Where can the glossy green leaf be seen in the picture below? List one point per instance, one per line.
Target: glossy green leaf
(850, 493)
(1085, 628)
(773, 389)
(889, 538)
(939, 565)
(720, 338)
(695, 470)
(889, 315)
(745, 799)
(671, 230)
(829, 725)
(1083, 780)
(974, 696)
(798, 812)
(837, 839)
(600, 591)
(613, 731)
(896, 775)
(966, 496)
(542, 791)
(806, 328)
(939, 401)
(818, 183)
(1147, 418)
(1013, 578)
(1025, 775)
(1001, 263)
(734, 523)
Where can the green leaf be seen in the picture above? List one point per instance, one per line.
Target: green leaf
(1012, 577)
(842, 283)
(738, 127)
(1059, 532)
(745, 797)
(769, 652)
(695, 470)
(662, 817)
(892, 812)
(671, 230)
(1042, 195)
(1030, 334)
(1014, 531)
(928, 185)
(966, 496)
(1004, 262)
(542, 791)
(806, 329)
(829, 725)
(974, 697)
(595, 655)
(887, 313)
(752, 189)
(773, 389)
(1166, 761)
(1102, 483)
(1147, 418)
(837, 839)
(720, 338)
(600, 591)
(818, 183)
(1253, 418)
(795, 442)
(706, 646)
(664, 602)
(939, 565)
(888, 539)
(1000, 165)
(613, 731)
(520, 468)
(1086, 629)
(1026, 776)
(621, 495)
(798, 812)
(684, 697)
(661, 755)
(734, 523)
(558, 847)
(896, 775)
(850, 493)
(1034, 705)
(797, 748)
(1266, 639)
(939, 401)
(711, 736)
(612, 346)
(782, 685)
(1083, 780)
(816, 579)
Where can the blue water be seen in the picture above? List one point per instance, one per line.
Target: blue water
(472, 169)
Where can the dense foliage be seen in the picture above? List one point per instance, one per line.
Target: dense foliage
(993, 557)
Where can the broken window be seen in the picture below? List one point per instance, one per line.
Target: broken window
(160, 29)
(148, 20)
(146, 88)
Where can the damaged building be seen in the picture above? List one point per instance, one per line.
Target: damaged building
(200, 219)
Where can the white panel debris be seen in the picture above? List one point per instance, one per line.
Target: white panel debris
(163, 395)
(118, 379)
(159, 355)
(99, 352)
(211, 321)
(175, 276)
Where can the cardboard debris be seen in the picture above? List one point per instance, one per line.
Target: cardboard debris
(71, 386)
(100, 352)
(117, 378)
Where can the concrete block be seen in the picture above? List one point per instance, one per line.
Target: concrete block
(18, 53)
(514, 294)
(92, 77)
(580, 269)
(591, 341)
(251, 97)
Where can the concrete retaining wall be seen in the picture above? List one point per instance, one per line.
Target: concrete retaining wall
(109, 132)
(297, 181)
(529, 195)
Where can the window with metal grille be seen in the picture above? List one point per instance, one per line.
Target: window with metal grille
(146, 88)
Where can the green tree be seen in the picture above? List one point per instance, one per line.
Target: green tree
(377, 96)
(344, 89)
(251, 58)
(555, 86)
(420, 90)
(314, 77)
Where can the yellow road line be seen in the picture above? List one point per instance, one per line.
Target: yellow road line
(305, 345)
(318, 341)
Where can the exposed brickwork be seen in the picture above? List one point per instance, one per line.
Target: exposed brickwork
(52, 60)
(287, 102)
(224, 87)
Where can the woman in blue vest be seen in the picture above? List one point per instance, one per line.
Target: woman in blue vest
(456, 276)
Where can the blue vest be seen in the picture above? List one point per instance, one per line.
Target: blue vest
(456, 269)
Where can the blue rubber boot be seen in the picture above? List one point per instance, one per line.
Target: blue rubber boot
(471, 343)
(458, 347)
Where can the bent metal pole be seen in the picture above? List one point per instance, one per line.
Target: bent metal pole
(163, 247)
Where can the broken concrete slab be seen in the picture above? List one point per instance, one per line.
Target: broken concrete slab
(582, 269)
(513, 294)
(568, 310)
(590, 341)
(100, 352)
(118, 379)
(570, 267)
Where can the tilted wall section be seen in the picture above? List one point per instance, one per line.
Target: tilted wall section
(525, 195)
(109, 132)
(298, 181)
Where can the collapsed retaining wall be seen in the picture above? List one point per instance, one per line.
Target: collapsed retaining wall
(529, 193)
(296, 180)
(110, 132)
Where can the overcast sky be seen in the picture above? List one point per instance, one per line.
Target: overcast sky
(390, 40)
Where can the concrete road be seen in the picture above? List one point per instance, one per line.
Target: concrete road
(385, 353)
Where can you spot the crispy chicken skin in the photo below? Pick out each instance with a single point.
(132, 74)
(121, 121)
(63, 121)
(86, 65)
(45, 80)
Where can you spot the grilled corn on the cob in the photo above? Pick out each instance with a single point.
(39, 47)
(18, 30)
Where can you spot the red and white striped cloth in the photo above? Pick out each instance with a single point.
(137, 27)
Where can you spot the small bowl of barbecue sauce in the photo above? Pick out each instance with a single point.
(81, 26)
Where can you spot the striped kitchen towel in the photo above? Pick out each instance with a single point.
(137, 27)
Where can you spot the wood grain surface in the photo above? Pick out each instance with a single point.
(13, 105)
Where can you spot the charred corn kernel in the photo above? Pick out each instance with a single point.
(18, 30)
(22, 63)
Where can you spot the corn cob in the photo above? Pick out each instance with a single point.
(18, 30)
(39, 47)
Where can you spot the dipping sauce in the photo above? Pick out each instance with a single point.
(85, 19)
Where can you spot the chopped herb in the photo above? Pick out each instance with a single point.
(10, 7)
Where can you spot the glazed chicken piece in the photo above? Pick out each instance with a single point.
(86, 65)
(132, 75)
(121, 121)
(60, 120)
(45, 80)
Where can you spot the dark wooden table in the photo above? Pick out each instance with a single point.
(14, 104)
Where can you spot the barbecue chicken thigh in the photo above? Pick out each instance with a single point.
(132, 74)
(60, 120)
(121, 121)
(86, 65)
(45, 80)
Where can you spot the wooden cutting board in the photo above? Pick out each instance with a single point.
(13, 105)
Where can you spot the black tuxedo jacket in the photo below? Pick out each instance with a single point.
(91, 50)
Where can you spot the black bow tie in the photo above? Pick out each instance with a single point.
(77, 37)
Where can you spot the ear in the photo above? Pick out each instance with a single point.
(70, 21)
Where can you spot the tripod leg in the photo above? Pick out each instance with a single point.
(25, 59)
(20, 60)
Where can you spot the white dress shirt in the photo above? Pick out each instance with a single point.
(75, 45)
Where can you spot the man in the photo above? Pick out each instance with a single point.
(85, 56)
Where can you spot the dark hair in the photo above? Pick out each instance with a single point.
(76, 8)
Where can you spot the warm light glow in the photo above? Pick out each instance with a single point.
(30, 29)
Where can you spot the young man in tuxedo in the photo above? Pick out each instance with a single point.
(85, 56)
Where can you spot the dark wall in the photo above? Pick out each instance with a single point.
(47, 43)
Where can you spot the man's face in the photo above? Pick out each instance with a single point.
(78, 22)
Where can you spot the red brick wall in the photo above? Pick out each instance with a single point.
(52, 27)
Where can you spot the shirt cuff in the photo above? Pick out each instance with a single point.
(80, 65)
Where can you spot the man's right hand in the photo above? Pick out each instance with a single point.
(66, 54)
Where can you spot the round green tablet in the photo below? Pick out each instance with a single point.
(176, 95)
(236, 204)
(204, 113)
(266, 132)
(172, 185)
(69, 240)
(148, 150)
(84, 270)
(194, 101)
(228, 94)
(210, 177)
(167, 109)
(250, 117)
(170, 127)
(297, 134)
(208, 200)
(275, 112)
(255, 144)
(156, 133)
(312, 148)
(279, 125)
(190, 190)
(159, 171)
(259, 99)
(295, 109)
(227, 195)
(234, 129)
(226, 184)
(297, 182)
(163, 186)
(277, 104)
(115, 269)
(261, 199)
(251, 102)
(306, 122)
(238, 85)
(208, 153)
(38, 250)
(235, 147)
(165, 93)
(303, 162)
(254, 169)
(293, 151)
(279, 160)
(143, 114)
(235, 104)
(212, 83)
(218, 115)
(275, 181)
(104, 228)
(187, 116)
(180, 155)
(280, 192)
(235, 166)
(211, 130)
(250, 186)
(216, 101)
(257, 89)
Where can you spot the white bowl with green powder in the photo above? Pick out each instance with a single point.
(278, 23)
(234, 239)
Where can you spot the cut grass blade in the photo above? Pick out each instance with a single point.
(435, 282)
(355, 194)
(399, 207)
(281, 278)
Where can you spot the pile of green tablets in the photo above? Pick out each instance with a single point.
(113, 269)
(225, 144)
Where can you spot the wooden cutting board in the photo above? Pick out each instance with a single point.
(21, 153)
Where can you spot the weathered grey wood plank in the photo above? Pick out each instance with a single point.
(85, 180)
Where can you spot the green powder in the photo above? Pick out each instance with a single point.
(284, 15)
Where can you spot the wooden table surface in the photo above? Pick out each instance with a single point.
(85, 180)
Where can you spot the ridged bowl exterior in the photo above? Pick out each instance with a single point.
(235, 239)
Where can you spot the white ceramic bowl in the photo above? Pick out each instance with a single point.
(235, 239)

» **EXERCISE DETAILS**:
Write out once more the lines above beginning at the line with "Where can you spot the weathered"; continue through the final line and stop there.

» **RESULT FOR THIS TASK**:
Where can you spot the weathered grey wood plank in the photo above? Pick out each instance with a single point.
(85, 180)
Where can you spot the green powder in the photo above? Pick out each instance with a single point.
(284, 15)
Where can you spot the wooden table surface in the photo above? Pick out each instance with a single point.
(85, 180)
Where can you spot the ridged bowl exterior in the photo above? Pick out each instance with a single point.
(235, 239)
Where can you spot the white ceramic bowl in the photo above? Pick out each instance with a single point.
(235, 239)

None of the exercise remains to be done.